• EXERCISE AIM: Extract each line of the data below exactly as written.

• DATA ENTRIES:
═══

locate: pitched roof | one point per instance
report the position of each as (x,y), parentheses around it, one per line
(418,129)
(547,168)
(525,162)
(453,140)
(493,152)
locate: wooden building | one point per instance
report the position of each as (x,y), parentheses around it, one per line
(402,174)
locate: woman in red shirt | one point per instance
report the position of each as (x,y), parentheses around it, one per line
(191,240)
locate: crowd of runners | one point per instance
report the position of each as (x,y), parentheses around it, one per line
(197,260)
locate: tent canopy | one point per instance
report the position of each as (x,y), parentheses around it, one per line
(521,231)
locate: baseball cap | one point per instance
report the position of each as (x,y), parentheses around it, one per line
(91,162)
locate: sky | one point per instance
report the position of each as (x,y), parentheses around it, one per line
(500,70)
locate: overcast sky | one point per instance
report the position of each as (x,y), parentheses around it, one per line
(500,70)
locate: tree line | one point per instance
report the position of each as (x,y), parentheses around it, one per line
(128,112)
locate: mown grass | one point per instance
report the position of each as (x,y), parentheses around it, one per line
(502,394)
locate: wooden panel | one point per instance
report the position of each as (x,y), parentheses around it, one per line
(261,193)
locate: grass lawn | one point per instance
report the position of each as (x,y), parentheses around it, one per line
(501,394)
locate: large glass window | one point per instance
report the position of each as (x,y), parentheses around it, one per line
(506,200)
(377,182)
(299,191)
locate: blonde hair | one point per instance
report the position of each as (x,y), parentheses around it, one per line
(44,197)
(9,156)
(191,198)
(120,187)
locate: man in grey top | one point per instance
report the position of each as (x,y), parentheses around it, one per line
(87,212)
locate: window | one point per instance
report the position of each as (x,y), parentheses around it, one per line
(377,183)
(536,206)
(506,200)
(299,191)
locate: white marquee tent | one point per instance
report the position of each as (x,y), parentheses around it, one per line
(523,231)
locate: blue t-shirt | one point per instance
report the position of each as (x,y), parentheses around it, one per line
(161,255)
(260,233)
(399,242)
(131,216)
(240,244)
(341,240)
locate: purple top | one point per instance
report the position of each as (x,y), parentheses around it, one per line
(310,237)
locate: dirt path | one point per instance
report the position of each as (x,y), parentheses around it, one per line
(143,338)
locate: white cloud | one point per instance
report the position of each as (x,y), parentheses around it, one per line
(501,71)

═══

• FINAL ANSWER:
locate: pitched roof | one point per instance
report the position of each as (x,y), parentheses around it, one per line
(418,129)
(547,168)
(525,162)
(453,140)
(493,152)
locate: wooden building | one point per instance
report the position of each as (x,y), parentheses around it, one per line
(402,174)
locate: woman in red shirt | one point per instance
report the position of each as (x,y), parentheses around it, one per line
(191,240)
locate: crowd of runners | one point per instance
report the position of each as (x,y), parentheses around it, one per line
(197,260)
locate: tent canopy | one point per instance
report the position of each as (x,y), parentheses around it, one per line
(521,231)
locate: baseball cap | one point per instance
report the position of each as (x,y), parentheses around it, one per line
(91,162)
locate: sky | one point per instance
report the position of each as (x,y), parentheses around it, one per line
(500,70)
locate: overcast sky | one point per instance
report the position of each as (x,y), parentheses around it, one per line
(500,70)
locate: tree line | one point per instance
report the position of each as (x,y), parentheses around it, one per line
(128,112)
locate: mown grass | one point per instance
report the position of each as (x,y), parentheses around it, one per line
(502,394)
locate: wooden panel | one point per instance
report the position of each as (x,y), parentheses around it, one per line
(261,193)
locate: grass lawn | one point per instance
report the position of each as (x,y), parentheses around it, one per line
(501,394)
locate: large glass window | one point per instance
report the position of each as (x,y), parentheses around it, one per line
(506,200)
(377,182)
(299,191)
locate: blonde hair | one point per instance
report the position of each as (x,y), parentheses around it, one per line
(44,197)
(9,156)
(191,198)
(120,187)
locate: man in grey top | one point per instance
report the position of each as (x,y), parentheses around it, one per line
(87,212)
locate: window | one point per instance
report the position of each as (x,y), parentheses around it, one per line
(377,183)
(536,206)
(506,200)
(299,191)
locate: white marquee tent | one point per instance
report the position of each as (x,y), parentheses around it, one per line
(523,231)
locate: blue t-shirt | one point per instance
report the position of each as (x,y), parentheses around it, one per line
(161,255)
(260,233)
(399,242)
(131,216)
(240,244)
(341,240)
locate: purple top | one point per instance
report the position of each as (x,y), parentheses around it, one per line
(310,237)
locate: dirt path | one point per instance
report the position of each as (x,y), parentheses around it, one per line
(143,338)
locate: white cloud | one point per instance
report the position of each as (x,y), parentheses around it, one per line
(501,71)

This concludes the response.